» **INPUT RECORDS**:
+++++
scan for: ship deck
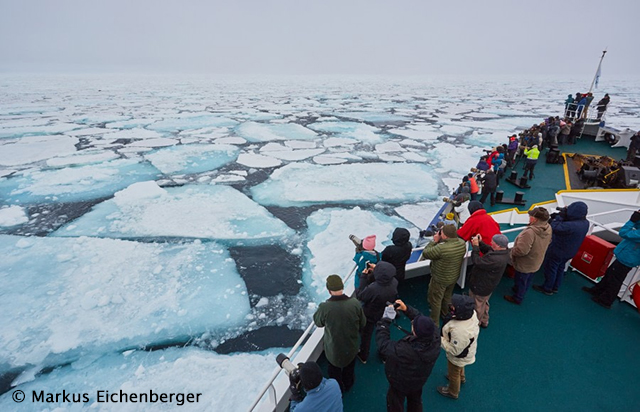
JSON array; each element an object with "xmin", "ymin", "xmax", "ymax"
[{"xmin": 319, "ymin": 135, "xmax": 640, "ymax": 411}]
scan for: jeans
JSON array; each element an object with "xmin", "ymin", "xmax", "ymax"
[
  {"xmin": 428, "ymin": 277, "xmax": 456, "ymax": 323},
  {"xmin": 386, "ymin": 386, "xmax": 423, "ymax": 412},
  {"xmin": 327, "ymin": 357, "xmax": 356, "ymax": 393},
  {"xmin": 514, "ymin": 270, "xmax": 535, "ymax": 303},
  {"xmin": 591, "ymin": 260, "xmax": 633, "ymax": 305},
  {"xmin": 542, "ymin": 254, "xmax": 569, "ymax": 292},
  {"xmin": 524, "ymin": 159, "xmax": 537, "ymax": 179},
  {"xmin": 479, "ymin": 189, "xmax": 496, "ymax": 206}
]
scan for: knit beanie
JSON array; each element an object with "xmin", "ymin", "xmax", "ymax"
[
  {"xmin": 468, "ymin": 201, "xmax": 484, "ymax": 215},
  {"xmin": 362, "ymin": 235, "xmax": 376, "ymax": 251},
  {"xmin": 326, "ymin": 274, "xmax": 344, "ymax": 291},
  {"xmin": 412, "ymin": 315, "xmax": 436, "ymax": 338},
  {"xmin": 528, "ymin": 207, "xmax": 549, "ymax": 221},
  {"xmin": 492, "ymin": 234, "xmax": 509, "ymax": 248},
  {"xmin": 299, "ymin": 362, "xmax": 323, "ymax": 391}
]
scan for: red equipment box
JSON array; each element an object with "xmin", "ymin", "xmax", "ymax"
[{"xmin": 570, "ymin": 235, "xmax": 616, "ymax": 281}]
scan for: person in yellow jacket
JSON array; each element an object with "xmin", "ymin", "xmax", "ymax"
[{"xmin": 523, "ymin": 145, "xmax": 540, "ymax": 180}]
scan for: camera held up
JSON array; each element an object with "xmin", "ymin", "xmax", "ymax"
[{"xmin": 276, "ymin": 353, "xmax": 304, "ymax": 402}]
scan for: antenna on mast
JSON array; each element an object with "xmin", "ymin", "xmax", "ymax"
[{"xmin": 588, "ymin": 48, "xmax": 607, "ymax": 94}]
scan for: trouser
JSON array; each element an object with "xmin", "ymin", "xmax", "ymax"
[
  {"xmin": 327, "ymin": 357, "xmax": 356, "ymax": 393},
  {"xmin": 507, "ymin": 149, "xmax": 516, "ymax": 166},
  {"xmin": 386, "ymin": 385, "xmax": 422, "ymax": 412},
  {"xmin": 591, "ymin": 260, "xmax": 633, "ymax": 305},
  {"xmin": 524, "ymin": 159, "xmax": 537, "ymax": 179},
  {"xmin": 447, "ymin": 360, "xmax": 466, "ymax": 397},
  {"xmin": 514, "ymin": 270, "xmax": 535, "ymax": 303},
  {"xmin": 359, "ymin": 319, "xmax": 376, "ymax": 361},
  {"xmin": 428, "ymin": 277, "xmax": 456, "ymax": 323},
  {"xmin": 479, "ymin": 189, "xmax": 495, "ymax": 206},
  {"xmin": 470, "ymin": 192, "xmax": 478, "ymax": 201},
  {"xmin": 468, "ymin": 290, "xmax": 491, "ymax": 327},
  {"xmin": 543, "ymin": 253, "xmax": 569, "ymax": 292}
]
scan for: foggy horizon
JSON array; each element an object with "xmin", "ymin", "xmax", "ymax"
[{"xmin": 1, "ymin": 0, "xmax": 638, "ymax": 76}]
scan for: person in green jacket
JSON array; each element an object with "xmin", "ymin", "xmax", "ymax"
[
  {"xmin": 313, "ymin": 274, "xmax": 366, "ymax": 392},
  {"xmin": 419, "ymin": 224, "xmax": 467, "ymax": 324}
]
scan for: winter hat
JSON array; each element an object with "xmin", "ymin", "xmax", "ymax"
[
  {"xmin": 362, "ymin": 235, "xmax": 376, "ymax": 251},
  {"xmin": 468, "ymin": 201, "xmax": 484, "ymax": 215},
  {"xmin": 492, "ymin": 234, "xmax": 509, "ymax": 248},
  {"xmin": 326, "ymin": 274, "xmax": 344, "ymax": 291},
  {"xmin": 528, "ymin": 207, "xmax": 550, "ymax": 221},
  {"xmin": 299, "ymin": 362, "xmax": 323, "ymax": 391},
  {"xmin": 445, "ymin": 212, "xmax": 455, "ymax": 220},
  {"xmin": 441, "ymin": 224, "xmax": 458, "ymax": 239},
  {"xmin": 412, "ymin": 315, "xmax": 436, "ymax": 338}
]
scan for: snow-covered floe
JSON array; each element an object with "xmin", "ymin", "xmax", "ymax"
[
  {"xmin": 0, "ymin": 205, "xmax": 28, "ymax": 227},
  {"xmin": 53, "ymin": 182, "xmax": 294, "ymax": 244},
  {"xmin": 144, "ymin": 144, "xmax": 239, "ymax": 175},
  {"xmin": 0, "ymin": 135, "xmax": 78, "ymax": 167},
  {"xmin": 251, "ymin": 163, "xmax": 438, "ymax": 207},
  {"xmin": 235, "ymin": 121, "xmax": 317, "ymax": 142},
  {"xmin": 0, "ymin": 158, "xmax": 161, "ymax": 204},
  {"xmin": 0, "ymin": 235, "xmax": 250, "ymax": 374}
]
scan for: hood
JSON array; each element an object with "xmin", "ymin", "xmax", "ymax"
[
  {"xmin": 530, "ymin": 220, "xmax": 552, "ymax": 239},
  {"xmin": 391, "ymin": 227, "xmax": 411, "ymax": 246},
  {"xmin": 468, "ymin": 201, "xmax": 484, "ymax": 215},
  {"xmin": 450, "ymin": 294, "xmax": 475, "ymax": 320},
  {"xmin": 373, "ymin": 261, "xmax": 396, "ymax": 285},
  {"xmin": 566, "ymin": 201, "xmax": 588, "ymax": 220}
]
+++++
» **TASK OBJECTIVE**: Find the lines in the entries above where "jacket" occurs, and copy each of them.

» **SOLVED PROBLEM**:
scan for: person in yellow jacket
scan for: person in green jacket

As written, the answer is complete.